(Data supplied Opens)

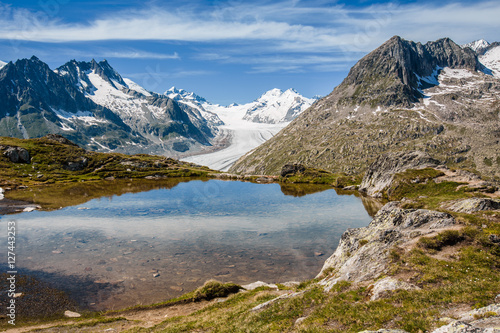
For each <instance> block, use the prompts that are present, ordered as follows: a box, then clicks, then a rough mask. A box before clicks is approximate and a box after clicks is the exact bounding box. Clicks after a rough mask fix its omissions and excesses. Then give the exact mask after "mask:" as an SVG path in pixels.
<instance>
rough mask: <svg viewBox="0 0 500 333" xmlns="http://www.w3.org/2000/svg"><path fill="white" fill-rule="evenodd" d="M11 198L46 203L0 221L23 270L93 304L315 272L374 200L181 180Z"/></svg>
mask: <svg viewBox="0 0 500 333" xmlns="http://www.w3.org/2000/svg"><path fill="white" fill-rule="evenodd" d="M9 198H13V199H20V200H28V201H31V202H34V203H36V204H38V205H40V206H41V209H40V210H36V211H32V212H23V213H18V214H13V215H3V216H1V217H0V223H1V225H2V229H3V230H6V229H7V223H8V222H12V221H14V222H15V225H16V249H15V250H16V269H17V271H18V274H23V275H27V276H34V277H36V278H37V279H39V280H40V281H43V282H44V283H47V284H49V285H51V286H52V287H54V288H56V289H59V290H63V291H65V292H66V293H67V294H68V295H69V296H70V297H71V298H72V299H73V300H75V301H76V303H77V304H78V305H79V307H81V308H86V309H90V310H112V309H121V308H125V307H129V306H133V305H137V304H152V303H157V302H162V301H165V300H167V299H171V298H174V297H177V296H180V295H181V294H183V293H186V292H188V291H192V290H194V289H196V288H197V287H199V286H201V285H203V283H204V282H205V281H207V280H209V279H216V280H218V281H221V282H234V283H237V284H240V285H244V284H248V283H252V282H255V281H259V280H261V281H265V282H268V283H271V282H272V283H284V282H287V281H303V280H306V279H311V278H314V277H315V276H316V275H317V274H318V273H319V272H320V270H321V267H322V266H323V263H324V261H325V260H326V259H327V258H328V257H329V256H330V255H331V254H332V253H333V252H334V250H335V248H336V247H337V245H338V242H339V239H340V236H341V235H342V233H343V232H344V231H345V230H346V229H347V228H358V227H363V226H366V225H368V223H369V222H370V220H371V216H373V215H374V214H375V213H376V211H377V210H378V208H380V207H381V203H379V202H377V201H374V200H373V199H369V198H363V197H360V196H359V195H358V194H357V193H355V192H344V193H341V192H339V191H337V190H335V189H333V188H332V187H330V186H327V185H305V184H302V185H301V184H278V183H272V184H258V183H251V182H240V181H222V180H214V179H210V180H207V179H195V180H193V179H183V178H170V179H165V180H145V179H140V180H138V179H136V180H130V179H129V180H113V181H102V182H83V183H72V184H65V185H60V184H59V185H57V186H56V185H54V186H46V187H41V188H28V189H24V190H18V191H15V192H12V193H9ZM0 246H1V247H2V248H4V249H5V248H7V237H2V239H1V240H0ZM6 264H7V258H6V256H2V259H1V261H0V265H1V266H4V265H6Z"/></svg>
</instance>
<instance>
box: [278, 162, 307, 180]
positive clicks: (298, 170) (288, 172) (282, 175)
mask: <svg viewBox="0 0 500 333" xmlns="http://www.w3.org/2000/svg"><path fill="white" fill-rule="evenodd" d="M305 170H306V168H305V167H304V166H303V165H302V164H285V165H284V166H283V167H282V168H281V173H280V175H281V177H286V176H288V175H294V174H296V173H300V172H304V171H305Z"/></svg>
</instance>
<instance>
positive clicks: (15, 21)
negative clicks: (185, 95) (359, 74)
mask: <svg viewBox="0 0 500 333" xmlns="http://www.w3.org/2000/svg"><path fill="white" fill-rule="evenodd" d="M314 4H315V3H314V2H313V3H312V5H308V4H307V2H301V1H281V2H276V3H273V4H260V5H259V4H258V3H257V4H256V5H252V4H239V3H238V4H236V5H233V6H226V7H220V8H211V9H210V11H209V12H208V13H204V14H205V15H199V13H197V12H196V11H195V10H194V9H193V10H189V9H188V8H180V9H179V10H174V11H172V10H171V9H168V10H167V9H164V8H158V7H154V8H148V9H143V10H128V11H122V12H117V13H115V14H114V15H107V16H106V17H103V18H98V19H95V20H93V21H90V22H87V23H64V22H62V21H59V20H57V19H53V18H51V17H46V16H44V15H43V13H38V12H30V11H27V10H25V9H13V8H11V7H8V6H3V7H1V8H0V14H1V15H0V17H1V19H0V36H2V38H5V39H14V40H30V41H40V42H67V41H97V40H176V41H189V42H206V41H223V40H226V41H230V40H272V41H278V42H279V43H277V45H276V47H277V48H283V49H290V50H292V49H295V48H301V49H302V50H304V49H310V50H314V49H320V50H321V49H324V48H335V47H337V48H338V47H339V46H344V47H345V48H346V49H349V48H351V47H352V48H354V49H361V48H363V49H367V50H369V49H370V48H372V46H373V45H372V44H375V45H379V44H380V43H381V42H382V41H383V40H385V39H386V38H387V36H392V35H394V34H400V35H404V36H403V37H406V36H407V35H408V36H411V37H412V38H415V39H417V40H422V39H424V40H425V39H427V38H432V37H434V36H436V35H439V36H440V37H443V36H445V35H446V36H451V35H460V36H464V37H463V38H468V37H473V36H475V33H477V32H478V31H486V32H488V29H491V28H495V27H496V28H498V26H499V23H498V22H499V20H498V17H499V15H500V4H499V3H498V2H497V1H483V2H476V3H474V4H464V3H455V4H443V5H440V4H429V3H426V4H425V5H419V4H408V5H397V4H392V3H390V4H381V5H372V6H369V7H366V8H354V9H353V8H347V7H345V6H340V5H334V6H327V7H325V6H324V5H323V6H315V5H314ZM145 27H147V28H145ZM436 27H439V29H436ZM490 33H491V34H494V33H496V32H494V31H491V32H490ZM431 36H432V37H431ZM486 37H488V36H486ZM368 40H369V41H368ZM355 44H358V45H355ZM365 44H366V46H365Z"/></svg>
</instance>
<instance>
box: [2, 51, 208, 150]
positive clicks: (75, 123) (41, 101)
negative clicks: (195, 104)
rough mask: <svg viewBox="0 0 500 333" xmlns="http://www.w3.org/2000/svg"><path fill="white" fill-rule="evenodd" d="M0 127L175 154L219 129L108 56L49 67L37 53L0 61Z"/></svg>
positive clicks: (18, 134)
mask: <svg viewBox="0 0 500 333" xmlns="http://www.w3.org/2000/svg"><path fill="white" fill-rule="evenodd" d="M0 103H1V104H0V105H1V106H0V135H3V136H13V137H20V138H30V137H31V138H32V137H40V136H43V135H46V134H49V133H55V134H61V135H64V136H66V137H68V138H69V139H71V140H73V141H75V142H77V143H78V144H80V145H82V146H85V148H87V149H92V150H96V151H116V152H125V153H153V154H162V155H169V156H174V157H179V156H181V154H182V153H184V152H186V151H189V150H193V151H196V150H197V149H200V148H201V147H203V146H210V145H211V140H212V139H213V138H214V137H215V136H216V134H217V132H218V129H217V127H216V125H215V124H212V123H211V122H210V121H209V120H206V119H205V118H203V116H202V115H201V114H200V113H199V112H198V111H197V110H196V109H193V108H183V109H181V108H180V106H179V105H178V104H177V103H176V102H175V101H173V100H171V99H169V98H168V97H166V96H164V95H159V94H155V93H151V92H148V91H146V90H145V89H143V88H142V87H140V86H139V85H137V84H135V83H134V82H132V81H131V80H128V79H123V78H122V77H121V76H120V74H119V73H117V72H116V71H115V70H114V69H113V68H112V67H111V66H110V65H109V63H108V62H107V61H105V60H104V61H101V62H99V63H97V62H96V61H95V60H92V61H91V62H78V61H75V60H72V61H70V62H68V63H66V64H65V65H63V66H61V67H59V68H57V69H56V70H54V71H52V70H51V69H50V68H49V67H48V66H47V65H46V64H45V63H43V62H41V61H40V60H39V59H37V58H36V57H33V58H31V59H29V60H27V59H23V60H18V61H16V63H9V64H7V65H5V66H4V67H3V68H1V69H0Z"/></svg>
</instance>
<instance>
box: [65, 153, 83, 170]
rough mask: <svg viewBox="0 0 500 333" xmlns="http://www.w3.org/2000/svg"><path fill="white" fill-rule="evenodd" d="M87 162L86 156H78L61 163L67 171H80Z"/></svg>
mask: <svg viewBox="0 0 500 333" xmlns="http://www.w3.org/2000/svg"><path fill="white" fill-rule="evenodd" d="M88 163H89V160H88V158H86V157H84V156H80V157H78V158H76V159H75V160H73V161H68V162H66V163H64V164H63V168H64V169H66V170H69V171H80V170H83V169H85V168H86V167H87V165H88Z"/></svg>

(Data supplied Closes)

Precisely the lines between those holding "box: [278, 162, 307, 180]" and "positive clicks: (15, 21)", inclusive, are to be reproduced from the listing above, with nothing added.

box: [278, 162, 307, 180]
positive clicks: (298, 170) (288, 172) (282, 175)
mask: <svg viewBox="0 0 500 333" xmlns="http://www.w3.org/2000/svg"><path fill="white" fill-rule="evenodd" d="M305 170H306V168H305V167H304V166H303V165H302V164H285V165H284V166H283V167H282V168H281V173H280V175H281V177H286V176H288V175H294V174H296V173H300V172H304V171H305Z"/></svg>
</instance>
<instance>
positive clicks: (15, 21)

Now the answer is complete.